■ **Instructions for the task**
Count the lines in the material below that contain the string "motorcycle", treating uppercase and lowercase letters as distinct, and give only the resulting number.

■ **Items**
** START **

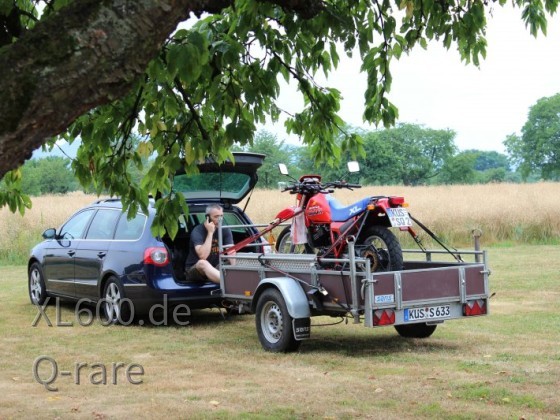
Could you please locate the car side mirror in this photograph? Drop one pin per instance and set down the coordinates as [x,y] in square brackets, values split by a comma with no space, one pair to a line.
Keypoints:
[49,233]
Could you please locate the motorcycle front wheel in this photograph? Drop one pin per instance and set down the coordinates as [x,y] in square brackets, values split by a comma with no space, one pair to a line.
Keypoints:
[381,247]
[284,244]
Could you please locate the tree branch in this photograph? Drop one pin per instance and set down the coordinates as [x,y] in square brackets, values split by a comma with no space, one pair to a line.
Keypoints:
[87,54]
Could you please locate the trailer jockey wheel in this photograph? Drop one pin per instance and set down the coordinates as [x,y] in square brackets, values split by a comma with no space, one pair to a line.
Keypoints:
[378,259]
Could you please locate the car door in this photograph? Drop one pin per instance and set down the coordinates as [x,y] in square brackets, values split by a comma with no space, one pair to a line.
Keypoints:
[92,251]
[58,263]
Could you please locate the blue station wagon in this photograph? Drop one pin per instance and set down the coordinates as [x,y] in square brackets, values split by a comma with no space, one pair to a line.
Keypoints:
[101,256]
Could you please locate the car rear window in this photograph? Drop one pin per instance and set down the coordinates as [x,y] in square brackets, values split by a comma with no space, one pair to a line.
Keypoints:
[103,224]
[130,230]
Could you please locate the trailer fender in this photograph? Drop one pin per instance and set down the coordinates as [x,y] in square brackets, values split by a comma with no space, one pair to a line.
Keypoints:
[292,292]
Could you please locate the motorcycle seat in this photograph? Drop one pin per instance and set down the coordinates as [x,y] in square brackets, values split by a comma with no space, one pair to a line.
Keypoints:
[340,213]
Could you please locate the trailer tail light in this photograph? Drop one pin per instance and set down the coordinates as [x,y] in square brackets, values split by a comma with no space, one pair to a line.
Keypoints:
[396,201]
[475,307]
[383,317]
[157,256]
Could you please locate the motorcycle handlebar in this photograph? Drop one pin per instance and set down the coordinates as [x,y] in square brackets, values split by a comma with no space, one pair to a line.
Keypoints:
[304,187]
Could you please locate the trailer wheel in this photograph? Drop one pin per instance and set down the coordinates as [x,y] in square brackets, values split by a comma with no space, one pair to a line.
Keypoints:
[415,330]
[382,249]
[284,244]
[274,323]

** END **
** START **

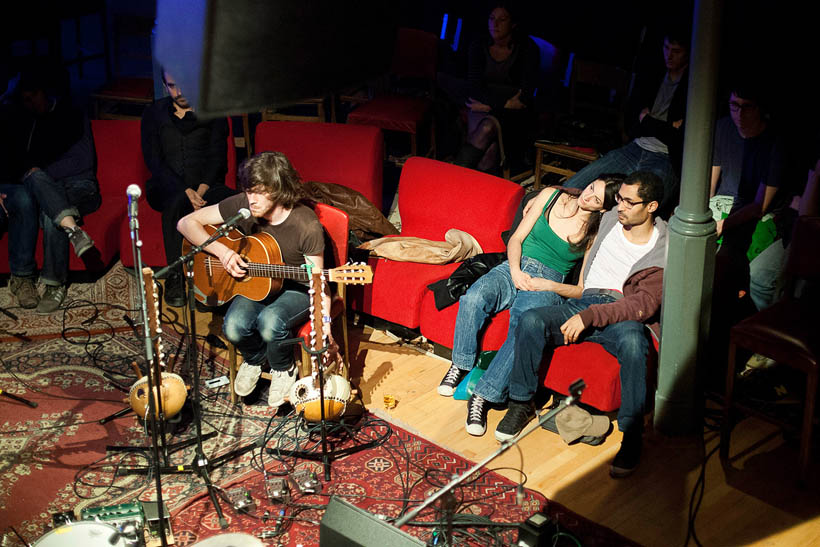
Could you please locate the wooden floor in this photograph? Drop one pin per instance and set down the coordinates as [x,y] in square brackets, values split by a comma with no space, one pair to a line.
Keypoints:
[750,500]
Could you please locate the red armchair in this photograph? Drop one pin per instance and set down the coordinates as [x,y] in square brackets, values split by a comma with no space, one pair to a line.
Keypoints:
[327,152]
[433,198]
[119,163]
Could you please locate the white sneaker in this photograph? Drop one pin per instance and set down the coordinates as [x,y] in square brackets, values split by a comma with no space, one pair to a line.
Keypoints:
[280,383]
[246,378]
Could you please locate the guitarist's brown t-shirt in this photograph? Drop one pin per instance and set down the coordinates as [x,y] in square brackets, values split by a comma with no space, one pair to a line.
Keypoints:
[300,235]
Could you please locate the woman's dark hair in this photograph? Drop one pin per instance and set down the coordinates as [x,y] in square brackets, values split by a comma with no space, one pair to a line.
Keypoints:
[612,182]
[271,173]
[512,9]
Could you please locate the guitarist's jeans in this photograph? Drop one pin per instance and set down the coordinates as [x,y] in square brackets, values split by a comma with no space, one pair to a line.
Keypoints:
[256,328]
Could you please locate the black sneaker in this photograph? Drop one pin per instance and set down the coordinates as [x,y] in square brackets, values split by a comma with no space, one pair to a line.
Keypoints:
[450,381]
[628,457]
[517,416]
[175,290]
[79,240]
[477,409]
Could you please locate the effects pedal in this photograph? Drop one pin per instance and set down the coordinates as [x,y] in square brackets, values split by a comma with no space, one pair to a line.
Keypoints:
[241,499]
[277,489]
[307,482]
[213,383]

** END **

■ **In response**
3